DOCUMENT EXTRACT:
__________________________________________________
Add text qualifying when predicates are used - predicates can't be used
to instruct register allocation after pattern matching, they are only
used in pattern matching.

>  * Constraints::         Fine-tuning operand selection.
>  * Standard Names::      Names mark patterns to use for code generation.
>  * Pattern Ordering::    When the order of patterns makes a difference.
>  * Dependent Patterns::  Having one pattern may make you need another.
>  * Jump Patterns::       Special considerations for patterns for jump insns.
>  * Looping Patterns::    How to define patterns for special looping insns.
> -* Insn Canonicalizations::Canonicalization of Instructions
> +* Insn Canonicalizations::Canonicalization of instructions

We don't use title case elsewhere in the descriptions.

>  * Expander Definitions::Generating a sequence of several RTL insns
>                          for a standard operation.
> -* Insn Splitting::      Splitting Instructions into Multiple Instructions.
> -* Including Patterns::  Including Patterns in Machine Descriptions.
> +* Insn Splitting::      Splitting insns into multiple insns.
> +* Including Patterns::  Including patterns in machine descriptions.

Insn splitting acts on insns (a compiler concept) not instructions (a
machine concept).

We don't use title case elsewhere in the descriptions.

>  * Peephole Definitions::Defining machine-specific peephole optimizations.
>  * Insn Attributes::     Specifying the value of attributes for generated insns.
>  * Conditional Execution::Generating @code{define_insn} patterns for
> @@ -54,50 +54,60 @@ See the next chapter for information on the C header file.
>  @node Overview
>  @section Overview of How the Machine Description is Used
>  
> -There are three main conversions that happen in the compiler:
> +There are four main conversions that happen in the compiler:

The previous text is inaccurate.

>  
>  @enumerate
>  
>  @item
> -The front end reads the source code and builds a parse tree.
> +The front end reads the source code and converts it to an intermediate,
> +front end specific, tree based representation.

The previous text is imprecise.
__________________________________________________
WHAT YOU WILL DO:
In the patch review, what kind of concept is an insn, compared with an instruction?
__________________________________________________
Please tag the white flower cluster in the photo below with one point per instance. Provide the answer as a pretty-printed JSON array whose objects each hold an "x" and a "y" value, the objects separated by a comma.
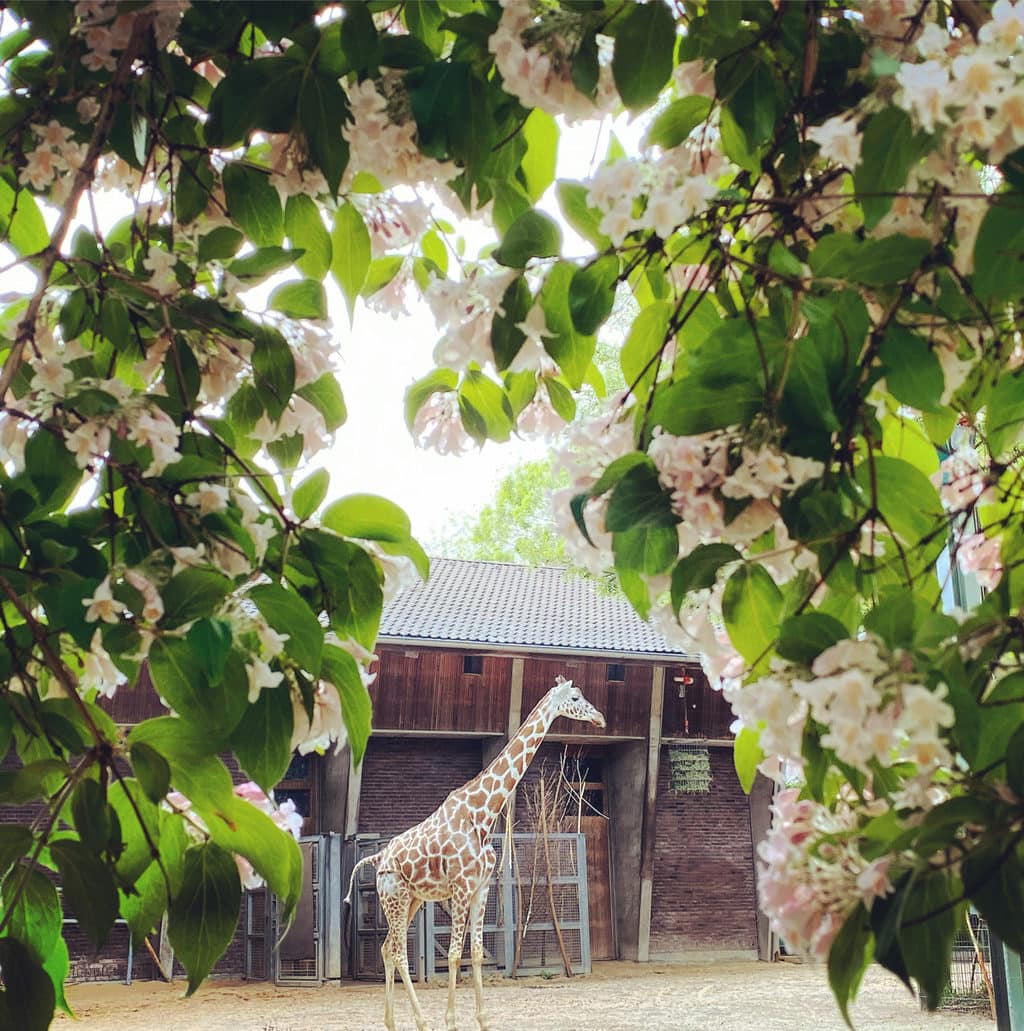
[
  {"x": 869, "y": 703},
  {"x": 438, "y": 425},
  {"x": 812, "y": 873},
  {"x": 55, "y": 155},
  {"x": 533, "y": 50},
  {"x": 382, "y": 136},
  {"x": 667, "y": 191},
  {"x": 465, "y": 310},
  {"x": 701, "y": 470},
  {"x": 106, "y": 30}
]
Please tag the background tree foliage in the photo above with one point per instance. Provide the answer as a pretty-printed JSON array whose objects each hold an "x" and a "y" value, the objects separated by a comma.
[{"x": 821, "y": 237}]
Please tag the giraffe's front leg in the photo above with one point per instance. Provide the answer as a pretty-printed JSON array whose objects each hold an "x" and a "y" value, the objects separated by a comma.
[
  {"x": 460, "y": 910},
  {"x": 476, "y": 912},
  {"x": 398, "y": 905}
]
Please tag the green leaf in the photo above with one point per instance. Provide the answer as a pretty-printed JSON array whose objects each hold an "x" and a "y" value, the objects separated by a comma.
[
  {"x": 264, "y": 262},
  {"x": 152, "y": 771},
  {"x": 929, "y": 923},
  {"x": 351, "y": 254},
  {"x": 325, "y": 395},
  {"x": 584, "y": 219},
  {"x": 323, "y": 109},
  {"x": 648, "y": 551},
  {"x": 747, "y": 756},
  {"x": 905, "y": 497},
  {"x": 888, "y": 260},
  {"x": 92, "y": 819},
  {"x": 14, "y": 842},
  {"x": 571, "y": 350},
  {"x": 485, "y": 408},
  {"x": 130, "y": 803},
  {"x": 224, "y": 241},
  {"x": 288, "y": 613},
  {"x": 752, "y": 606},
  {"x": 888, "y": 152},
  {"x": 849, "y": 957},
  {"x": 254, "y": 204},
  {"x": 648, "y": 337},
  {"x": 699, "y": 569},
  {"x": 273, "y": 371},
  {"x": 639, "y": 500},
  {"x": 89, "y": 888},
  {"x": 305, "y": 228},
  {"x": 437, "y": 380},
  {"x": 21, "y": 223},
  {"x": 678, "y": 121},
  {"x": 802, "y": 638},
  {"x": 341, "y": 670},
  {"x": 34, "y": 917},
  {"x": 642, "y": 59},
  {"x": 204, "y": 911},
  {"x": 304, "y": 299},
  {"x": 533, "y": 234},
  {"x": 262, "y": 741},
  {"x": 914, "y": 374},
  {"x": 308, "y": 496},
  {"x": 1004, "y": 413},
  {"x": 592, "y": 294},
  {"x": 193, "y": 593},
  {"x": 999, "y": 251},
  {"x": 367, "y": 517},
  {"x": 540, "y": 133},
  {"x": 506, "y": 338},
  {"x": 27, "y": 1002}
]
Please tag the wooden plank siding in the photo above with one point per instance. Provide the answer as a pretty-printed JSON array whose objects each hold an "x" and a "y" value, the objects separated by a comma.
[
  {"x": 625, "y": 704},
  {"x": 427, "y": 690},
  {"x": 698, "y": 711}
]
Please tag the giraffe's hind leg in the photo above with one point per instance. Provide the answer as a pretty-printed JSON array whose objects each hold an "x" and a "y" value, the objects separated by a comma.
[{"x": 399, "y": 907}]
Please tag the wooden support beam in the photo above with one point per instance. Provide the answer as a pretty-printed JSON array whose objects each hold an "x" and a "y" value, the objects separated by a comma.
[
  {"x": 650, "y": 813},
  {"x": 352, "y": 799}
]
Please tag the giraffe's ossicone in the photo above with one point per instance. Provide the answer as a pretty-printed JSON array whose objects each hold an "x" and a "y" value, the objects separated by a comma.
[{"x": 449, "y": 856}]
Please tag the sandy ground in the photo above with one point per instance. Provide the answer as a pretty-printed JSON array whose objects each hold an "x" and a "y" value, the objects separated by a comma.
[{"x": 724, "y": 997}]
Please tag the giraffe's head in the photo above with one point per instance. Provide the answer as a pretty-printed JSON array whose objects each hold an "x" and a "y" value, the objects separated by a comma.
[{"x": 568, "y": 701}]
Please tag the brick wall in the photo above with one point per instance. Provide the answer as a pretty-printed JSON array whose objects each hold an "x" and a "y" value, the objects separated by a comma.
[
  {"x": 405, "y": 778},
  {"x": 703, "y": 874}
]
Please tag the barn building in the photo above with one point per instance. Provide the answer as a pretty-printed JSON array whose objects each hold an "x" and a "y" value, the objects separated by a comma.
[
  {"x": 669, "y": 835},
  {"x": 464, "y": 657}
]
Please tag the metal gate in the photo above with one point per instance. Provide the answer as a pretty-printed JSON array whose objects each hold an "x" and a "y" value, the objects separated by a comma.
[
  {"x": 299, "y": 955},
  {"x": 518, "y": 915},
  {"x": 308, "y": 952}
]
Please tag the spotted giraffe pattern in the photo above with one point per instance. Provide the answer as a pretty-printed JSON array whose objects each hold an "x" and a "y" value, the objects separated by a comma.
[{"x": 449, "y": 856}]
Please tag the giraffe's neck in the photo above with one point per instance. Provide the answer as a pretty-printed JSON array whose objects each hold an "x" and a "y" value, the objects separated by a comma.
[{"x": 513, "y": 761}]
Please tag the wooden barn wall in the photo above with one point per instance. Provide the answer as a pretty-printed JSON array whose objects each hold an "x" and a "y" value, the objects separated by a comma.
[
  {"x": 703, "y": 894},
  {"x": 405, "y": 778},
  {"x": 626, "y": 704},
  {"x": 698, "y": 711},
  {"x": 428, "y": 691}
]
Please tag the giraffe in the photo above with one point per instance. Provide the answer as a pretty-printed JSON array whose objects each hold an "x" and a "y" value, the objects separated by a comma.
[{"x": 449, "y": 856}]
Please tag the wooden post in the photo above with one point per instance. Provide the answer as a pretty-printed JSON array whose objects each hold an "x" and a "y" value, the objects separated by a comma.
[
  {"x": 650, "y": 813},
  {"x": 352, "y": 799}
]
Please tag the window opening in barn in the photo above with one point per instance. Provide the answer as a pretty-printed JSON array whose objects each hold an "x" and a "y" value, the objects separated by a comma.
[{"x": 689, "y": 769}]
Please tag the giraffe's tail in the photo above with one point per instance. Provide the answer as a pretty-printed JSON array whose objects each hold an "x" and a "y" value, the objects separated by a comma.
[{"x": 374, "y": 859}]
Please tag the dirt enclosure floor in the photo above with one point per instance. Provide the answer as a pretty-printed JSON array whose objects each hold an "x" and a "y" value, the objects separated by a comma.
[{"x": 724, "y": 997}]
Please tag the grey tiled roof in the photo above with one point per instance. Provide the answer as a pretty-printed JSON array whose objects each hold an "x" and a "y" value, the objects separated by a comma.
[{"x": 502, "y": 604}]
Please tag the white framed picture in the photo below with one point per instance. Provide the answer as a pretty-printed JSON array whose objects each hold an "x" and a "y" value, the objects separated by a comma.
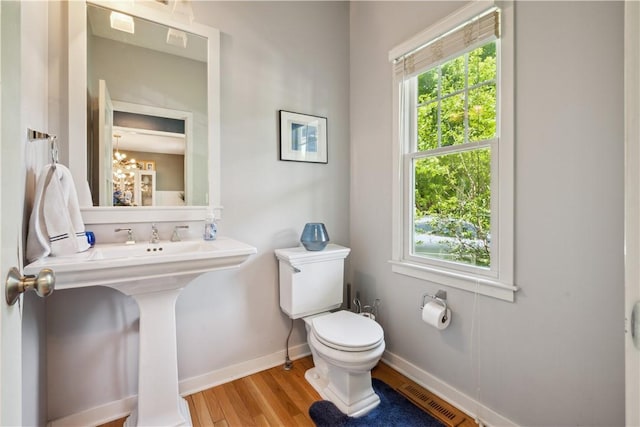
[{"x": 303, "y": 138}]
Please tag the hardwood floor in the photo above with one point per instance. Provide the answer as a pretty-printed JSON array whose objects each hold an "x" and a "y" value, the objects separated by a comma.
[{"x": 276, "y": 397}]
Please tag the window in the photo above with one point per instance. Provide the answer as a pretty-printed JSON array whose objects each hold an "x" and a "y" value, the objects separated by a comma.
[{"x": 453, "y": 199}]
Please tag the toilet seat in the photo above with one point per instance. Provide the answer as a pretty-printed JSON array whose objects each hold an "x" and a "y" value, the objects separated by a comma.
[{"x": 347, "y": 331}]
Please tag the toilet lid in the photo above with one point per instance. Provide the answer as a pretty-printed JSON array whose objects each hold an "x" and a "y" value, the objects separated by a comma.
[{"x": 344, "y": 330}]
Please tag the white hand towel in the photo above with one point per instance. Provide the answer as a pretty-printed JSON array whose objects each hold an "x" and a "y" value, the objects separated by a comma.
[{"x": 55, "y": 226}]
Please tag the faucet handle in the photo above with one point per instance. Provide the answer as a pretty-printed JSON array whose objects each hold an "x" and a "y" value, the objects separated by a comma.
[{"x": 130, "y": 239}]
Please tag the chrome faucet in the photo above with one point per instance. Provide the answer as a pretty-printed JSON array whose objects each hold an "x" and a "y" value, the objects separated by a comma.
[
  {"x": 176, "y": 236},
  {"x": 130, "y": 239},
  {"x": 155, "y": 237}
]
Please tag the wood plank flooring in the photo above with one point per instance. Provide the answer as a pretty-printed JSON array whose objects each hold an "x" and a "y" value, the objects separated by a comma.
[{"x": 276, "y": 397}]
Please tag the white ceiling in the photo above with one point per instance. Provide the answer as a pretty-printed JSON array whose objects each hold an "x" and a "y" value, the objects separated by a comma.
[{"x": 150, "y": 35}]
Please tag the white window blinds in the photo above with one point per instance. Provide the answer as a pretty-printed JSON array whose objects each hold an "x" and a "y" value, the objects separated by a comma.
[{"x": 473, "y": 33}]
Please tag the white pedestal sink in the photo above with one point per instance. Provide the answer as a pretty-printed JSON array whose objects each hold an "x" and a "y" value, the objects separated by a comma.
[{"x": 154, "y": 275}]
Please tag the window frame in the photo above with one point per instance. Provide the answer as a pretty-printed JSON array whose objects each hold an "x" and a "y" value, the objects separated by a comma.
[{"x": 496, "y": 281}]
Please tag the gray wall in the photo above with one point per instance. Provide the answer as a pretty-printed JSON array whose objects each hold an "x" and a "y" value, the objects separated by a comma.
[
  {"x": 555, "y": 356},
  {"x": 292, "y": 56}
]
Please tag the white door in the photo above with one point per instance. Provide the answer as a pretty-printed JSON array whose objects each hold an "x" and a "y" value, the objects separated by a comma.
[
  {"x": 632, "y": 212},
  {"x": 11, "y": 203},
  {"x": 105, "y": 142}
]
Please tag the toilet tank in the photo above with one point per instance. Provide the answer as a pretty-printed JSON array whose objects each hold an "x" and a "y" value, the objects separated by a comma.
[{"x": 311, "y": 281}]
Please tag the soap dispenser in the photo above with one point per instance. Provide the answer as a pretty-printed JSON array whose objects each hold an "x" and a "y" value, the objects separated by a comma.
[{"x": 210, "y": 228}]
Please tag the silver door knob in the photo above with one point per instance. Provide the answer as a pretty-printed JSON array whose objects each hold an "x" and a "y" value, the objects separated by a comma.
[{"x": 43, "y": 284}]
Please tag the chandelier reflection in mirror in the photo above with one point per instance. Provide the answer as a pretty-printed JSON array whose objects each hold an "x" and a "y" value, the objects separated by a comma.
[{"x": 124, "y": 173}]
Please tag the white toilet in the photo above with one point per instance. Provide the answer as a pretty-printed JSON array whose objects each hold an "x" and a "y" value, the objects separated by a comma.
[{"x": 345, "y": 346}]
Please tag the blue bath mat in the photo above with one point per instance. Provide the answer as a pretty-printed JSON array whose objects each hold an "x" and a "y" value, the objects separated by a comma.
[{"x": 393, "y": 410}]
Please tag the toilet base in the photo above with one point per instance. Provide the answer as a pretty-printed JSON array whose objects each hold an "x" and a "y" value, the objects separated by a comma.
[{"x": 356, "y": 409}]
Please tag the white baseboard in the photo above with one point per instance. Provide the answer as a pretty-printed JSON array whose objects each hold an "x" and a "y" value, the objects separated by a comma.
[
  {"x": 483, "y": 414},
  {"x": 202, "y": 382},
  {"x": 121, "y": 408}
]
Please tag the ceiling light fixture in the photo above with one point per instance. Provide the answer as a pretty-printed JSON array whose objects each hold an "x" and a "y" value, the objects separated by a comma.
[
  {"x": 122, "y": 22},
  {"x": 177, "y": 38}
]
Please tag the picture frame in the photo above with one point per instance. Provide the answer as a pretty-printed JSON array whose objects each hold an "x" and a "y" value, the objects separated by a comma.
[{"x": 303, "y": 137}]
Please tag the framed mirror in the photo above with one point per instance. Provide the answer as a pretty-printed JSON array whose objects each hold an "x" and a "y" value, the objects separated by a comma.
[{"x": 144, "y": 112}]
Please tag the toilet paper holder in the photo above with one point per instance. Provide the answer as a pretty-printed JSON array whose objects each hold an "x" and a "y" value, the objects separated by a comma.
[{"x": 440, "y": 296}]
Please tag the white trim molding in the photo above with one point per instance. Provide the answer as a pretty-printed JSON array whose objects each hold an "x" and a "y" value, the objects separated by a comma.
[{"x": 482, "y": 414}]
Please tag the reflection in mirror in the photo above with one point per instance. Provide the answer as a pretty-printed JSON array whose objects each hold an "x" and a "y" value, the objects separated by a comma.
[{"x": 147, "y": 115}]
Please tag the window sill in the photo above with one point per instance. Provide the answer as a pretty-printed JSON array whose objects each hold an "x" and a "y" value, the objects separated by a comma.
[{"x": 482, "y": 286}]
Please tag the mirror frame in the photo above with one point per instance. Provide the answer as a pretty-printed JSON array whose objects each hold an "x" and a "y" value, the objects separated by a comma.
[{"x": 77, "y": 114}]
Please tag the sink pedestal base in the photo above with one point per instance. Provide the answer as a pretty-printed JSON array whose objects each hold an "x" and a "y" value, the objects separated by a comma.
[{"x": 159, "y": 401}]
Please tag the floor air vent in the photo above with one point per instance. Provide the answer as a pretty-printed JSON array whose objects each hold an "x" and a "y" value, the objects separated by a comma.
[{"x": 432, "y": 404}]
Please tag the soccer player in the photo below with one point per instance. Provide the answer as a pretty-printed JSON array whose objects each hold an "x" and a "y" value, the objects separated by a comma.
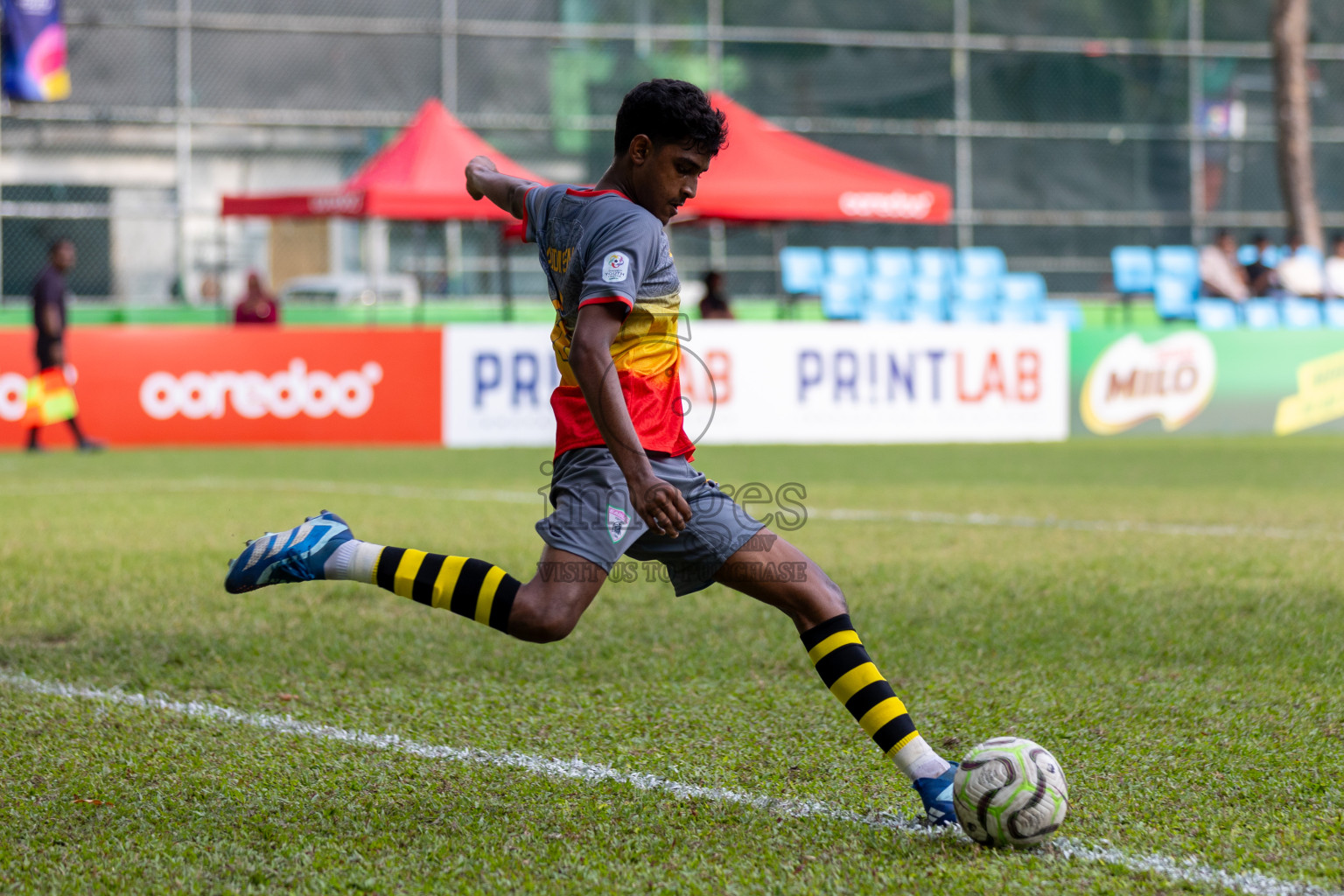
[{"x": 622, "y": 481}]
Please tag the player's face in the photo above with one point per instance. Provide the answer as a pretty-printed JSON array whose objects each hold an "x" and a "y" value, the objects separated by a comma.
[{"x": 667, "y": 178}]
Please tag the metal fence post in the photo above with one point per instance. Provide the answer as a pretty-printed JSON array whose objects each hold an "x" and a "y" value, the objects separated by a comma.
[
  {"x": 183, "y": 147},
  {"x": 962, "y": 112},
  {"x": 1198, "y": 198}
]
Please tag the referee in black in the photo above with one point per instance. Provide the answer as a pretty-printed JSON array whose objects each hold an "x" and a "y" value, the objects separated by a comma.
[{"x": 49, "y": 318}]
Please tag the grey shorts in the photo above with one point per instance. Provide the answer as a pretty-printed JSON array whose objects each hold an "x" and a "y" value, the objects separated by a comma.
[{"x": 593, "y": 519}]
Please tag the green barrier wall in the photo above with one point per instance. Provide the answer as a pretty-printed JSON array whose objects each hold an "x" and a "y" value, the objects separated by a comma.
[{"x": 1256, "y": 373}]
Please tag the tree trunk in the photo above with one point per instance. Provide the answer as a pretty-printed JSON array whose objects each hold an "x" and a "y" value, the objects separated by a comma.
[{"x": 1293, "y": 115}]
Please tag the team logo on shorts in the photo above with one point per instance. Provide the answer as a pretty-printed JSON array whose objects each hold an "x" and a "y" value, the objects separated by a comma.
[
  {"x": 616, "y": 268},
  {"x": 616, "y": 522}
]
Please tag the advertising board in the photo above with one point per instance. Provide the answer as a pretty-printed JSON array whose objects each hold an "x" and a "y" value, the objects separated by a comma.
[
  {"x": 747, "y": 383},
  {"x": 1191, "y": 382},
  {"x": 213, "y": 386}
]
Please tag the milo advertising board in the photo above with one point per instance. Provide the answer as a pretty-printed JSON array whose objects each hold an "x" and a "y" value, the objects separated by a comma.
[{"x": 1180, "y": 381}]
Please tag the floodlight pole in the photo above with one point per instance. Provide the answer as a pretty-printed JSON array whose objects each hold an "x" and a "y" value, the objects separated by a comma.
[
  {"x": 183, "y": 144},
  {"x": 714, "y": 52},
  {"x": 962, "y": 110},
  {"x": 714, "y": 42},
  {"x": 1198, "y": 196},
  {"x": 448, "y": 93}
]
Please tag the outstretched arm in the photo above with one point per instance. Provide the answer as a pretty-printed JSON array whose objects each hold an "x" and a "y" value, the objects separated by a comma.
[{"x": 484, "y": 180}]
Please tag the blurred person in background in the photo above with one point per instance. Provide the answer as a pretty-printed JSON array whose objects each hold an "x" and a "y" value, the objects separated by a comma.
[
  {"x": 1335, "y": 269},
  {"x": 1260, "y": 273},
  {"x": 1300, "y": 271},
  {"x": 49, "y": 318},
  {"x": 714, "y": 306},
  {"x": 1222, "y": 274},
  {"x": 257, "y": 305}
]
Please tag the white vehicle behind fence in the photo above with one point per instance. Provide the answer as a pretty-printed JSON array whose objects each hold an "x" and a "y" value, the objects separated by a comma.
[{"x": 351, "y": 289}]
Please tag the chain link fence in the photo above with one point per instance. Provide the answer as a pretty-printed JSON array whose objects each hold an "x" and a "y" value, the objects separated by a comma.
[{"x": 1065, "y": 127}]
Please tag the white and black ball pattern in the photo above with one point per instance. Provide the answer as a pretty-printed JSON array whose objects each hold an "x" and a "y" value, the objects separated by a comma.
[{"x": 1010, "y": 792}]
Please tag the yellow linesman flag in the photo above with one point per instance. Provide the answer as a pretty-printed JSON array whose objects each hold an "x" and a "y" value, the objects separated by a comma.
[{"x": 50, "y": 399}]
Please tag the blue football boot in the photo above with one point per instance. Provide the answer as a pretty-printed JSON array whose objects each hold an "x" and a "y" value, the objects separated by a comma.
[
  {"x": 935, "y": 794},
  {"x": 296, "y": 555}
]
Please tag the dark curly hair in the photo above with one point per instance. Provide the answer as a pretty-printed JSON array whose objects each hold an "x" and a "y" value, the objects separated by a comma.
[{"x": 669, "y": 112}]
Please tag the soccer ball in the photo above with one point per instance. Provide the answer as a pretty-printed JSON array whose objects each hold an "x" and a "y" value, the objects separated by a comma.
[{"x": 1010, "y": 792}]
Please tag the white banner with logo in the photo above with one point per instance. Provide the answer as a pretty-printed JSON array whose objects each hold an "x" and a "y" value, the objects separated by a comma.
[{"x": 760, "y": 383}]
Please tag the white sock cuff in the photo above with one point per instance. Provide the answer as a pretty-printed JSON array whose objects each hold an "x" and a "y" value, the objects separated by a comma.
[
  {"x": 361, "y": 564},
  {"x": 354, "y": 562},
  {"x": 918, "y": 760}
]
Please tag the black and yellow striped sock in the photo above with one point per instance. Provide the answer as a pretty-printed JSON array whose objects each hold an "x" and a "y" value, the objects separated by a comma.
[
  {"x": 844, "y": 667},
  {"x": 466, "y": 586}
]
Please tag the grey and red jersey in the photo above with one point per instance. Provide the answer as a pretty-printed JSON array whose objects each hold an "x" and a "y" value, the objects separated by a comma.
[{"x": 598, "y": 246}]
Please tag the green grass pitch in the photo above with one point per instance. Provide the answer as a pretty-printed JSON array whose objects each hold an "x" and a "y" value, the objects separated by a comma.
[{"x": 1191, "y": 682}]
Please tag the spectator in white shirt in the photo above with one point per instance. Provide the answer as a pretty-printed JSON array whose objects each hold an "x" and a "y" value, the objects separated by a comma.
[
  {"x": 1219, "y": 270},
  {"x": 1300, "y": 273},
  {"x": 1335, "y": 269}
]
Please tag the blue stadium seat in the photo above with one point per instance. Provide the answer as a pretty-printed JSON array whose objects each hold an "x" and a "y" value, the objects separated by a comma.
[
  {"x": 975, "y": 290},
  {"x": 1215, "y": 313},
  {"x": 1132, "y": 269},
  {"x": 847, "y": 262},
  {"x": 1065, "y": 311},
  {"x": 935, "y": 263},
  {"x": 1022, "y": 289},
  {"x": 1178, "y": 261},
  {"x": 927, "y": 301},
  {"x": 887, "y": 298},
  {"x": 1261, "y": 313},
  {"x": 972, "y": 313},
  {"x": 1033, "y": 313},
  {"x": 892, "y": 263},
  {"x": 842, "y": 298},
  {"x": 1301, "y": 313},
  {"x": 983, "y": 262},
  {"x": 802, "y": 269},
  {"x": 1335, "y": 313},
  {"x": 1173, "y": 298},
  {"x": 1308, "y": 251}
]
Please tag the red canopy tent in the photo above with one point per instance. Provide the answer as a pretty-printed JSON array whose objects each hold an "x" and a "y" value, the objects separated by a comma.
[
  {"x": 418, "y": 176},
  {"x": 767, "y": 173}
]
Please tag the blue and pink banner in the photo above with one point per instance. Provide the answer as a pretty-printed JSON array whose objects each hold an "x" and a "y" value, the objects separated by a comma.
[{"x": 32, "y": 46}]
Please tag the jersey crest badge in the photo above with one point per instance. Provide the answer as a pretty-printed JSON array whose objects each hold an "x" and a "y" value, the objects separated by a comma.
[
  {"x": 617, "y": 522},
  {"x": 616, "y": 268}
]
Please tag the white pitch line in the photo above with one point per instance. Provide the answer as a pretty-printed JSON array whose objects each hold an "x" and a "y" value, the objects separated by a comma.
[
  {"x": 1077, "y": 526},
  {"x": 1178, "y": 870},
  {"x": 503, "y": 496}
]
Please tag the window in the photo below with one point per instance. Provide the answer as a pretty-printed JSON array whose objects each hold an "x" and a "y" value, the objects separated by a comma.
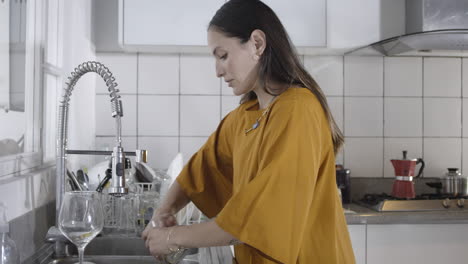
__________________________________________________
EXERCISE OUTPUT:
An insn is a compiler concept, while an instruction is a machine concept.